● **Action item**: Once you have read the entries below, write them all out again exactly.

..............................

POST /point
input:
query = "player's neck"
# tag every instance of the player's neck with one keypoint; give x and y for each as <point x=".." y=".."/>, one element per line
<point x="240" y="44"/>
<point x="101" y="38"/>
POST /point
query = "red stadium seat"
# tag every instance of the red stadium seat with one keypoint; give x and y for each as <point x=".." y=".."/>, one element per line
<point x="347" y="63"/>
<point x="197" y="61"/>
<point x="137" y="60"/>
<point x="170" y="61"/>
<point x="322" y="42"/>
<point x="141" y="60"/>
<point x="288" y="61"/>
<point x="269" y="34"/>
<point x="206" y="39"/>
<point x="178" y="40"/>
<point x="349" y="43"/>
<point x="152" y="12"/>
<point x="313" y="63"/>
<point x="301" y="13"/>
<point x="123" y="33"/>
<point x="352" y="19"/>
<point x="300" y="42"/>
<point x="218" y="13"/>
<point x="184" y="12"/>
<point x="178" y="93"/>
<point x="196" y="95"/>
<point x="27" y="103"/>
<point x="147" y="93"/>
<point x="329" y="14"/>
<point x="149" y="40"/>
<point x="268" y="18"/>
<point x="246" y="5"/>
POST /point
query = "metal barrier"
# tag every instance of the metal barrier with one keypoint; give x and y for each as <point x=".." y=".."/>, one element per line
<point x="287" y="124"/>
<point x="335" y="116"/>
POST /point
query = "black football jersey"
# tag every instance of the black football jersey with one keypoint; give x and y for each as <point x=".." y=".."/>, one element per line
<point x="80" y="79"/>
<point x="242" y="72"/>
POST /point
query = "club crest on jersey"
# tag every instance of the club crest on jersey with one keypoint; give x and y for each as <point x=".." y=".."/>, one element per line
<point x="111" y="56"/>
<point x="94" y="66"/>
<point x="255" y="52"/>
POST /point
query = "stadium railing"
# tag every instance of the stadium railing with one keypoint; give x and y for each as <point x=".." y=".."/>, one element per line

..............................

● **Response to this task**:
POST /point
input:
query = "player's neck"
# tag every instance of the player's neck with one keypoint; give x and y for each as <point x=".." y=".."/>, one element per line
<point x="240" y="44"/>
<point x="101" y="38"/>
POST /point
query = "red stadium seat"
# tag every instance of the red stadium seat with one keypoint; give x and y for each as <point x=".." y=".."/>, one element per line
<point x="347" y="63"/>
<point x="197" y="61"/>
<point x="137" y="60"/>
<point x="170" y="61"/>
<point x="322" y="42"/>
<point x="141" y="60"/>
<point x="288" y="61"/>
<point x="269" y="34"/>
<point x="206" y="39"/>
<point x="178" y="40"/>
<point x="349" y="43"/>
<point x="152" y="12"/>
<point x="313" y="63"/>
<point x="301" y="13"/>
<point x="123" y="33"/>
<point x="352" y="19"/>
<point x="300" y="42"/>
<point x="218" y="13"/>
<point x="184" y="12"/>
<point x="178" y="93"/>
<point x="196" y="95"/>
<point x="27" y="103"/>
<point x="147" y="93"/>
<point x="329" y="14"/>
<point x="149" y="40"/>
<point x="268" y="18"/>
<point x="246" y="5"/>
POST /point
query = "metal barrier"
# tag every instance of the metal barrier with one keypoint; give x and y for each as <point x=".." y=".."/>, one element per line
<point x="287" y="124"/>
<point x="335" y="116"/>
POST /point
query = "black football jersey"
# tag every instance of the black football jersey with one keypoint; give x and y for each as <point x=".." y=".."/>, one element per line
<point x="80" y="79"/>
<point x="242" y="72"/>
POST /point
query = "club crest on jersey"
# tag every instance of the club crest on jersey with one keypoint; give x and y for each as <point x=".." y=".."/>, one element per line
<point x="111" y="56"/>
<point x="94" y="66"/>
<point x="255" y="52"/>
POST /point
query = "stadium railing"
# tag every instance of the stadium railing with one keypoint; give x and y for each as <point x=".." y=".."/>, one element per line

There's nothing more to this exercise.